begin Records for processing
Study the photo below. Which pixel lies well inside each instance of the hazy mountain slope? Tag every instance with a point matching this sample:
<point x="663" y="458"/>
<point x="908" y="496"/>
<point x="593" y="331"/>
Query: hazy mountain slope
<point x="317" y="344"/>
end Records for processing
> _Aim_:
Copy all of the data above verbatim, keeping every line in its original order.

> _Response to the exercise_:
Study the photo below. Which pixel lies well inside each instance of the hazy mountain slope? Tag every instance with a point matching this sample:
<point x="663" y="458"/>
<point x="908" y="496"/>
<point x="593" y="331"/>
Query: hazy mountain slope
<point x="317" y="344"/>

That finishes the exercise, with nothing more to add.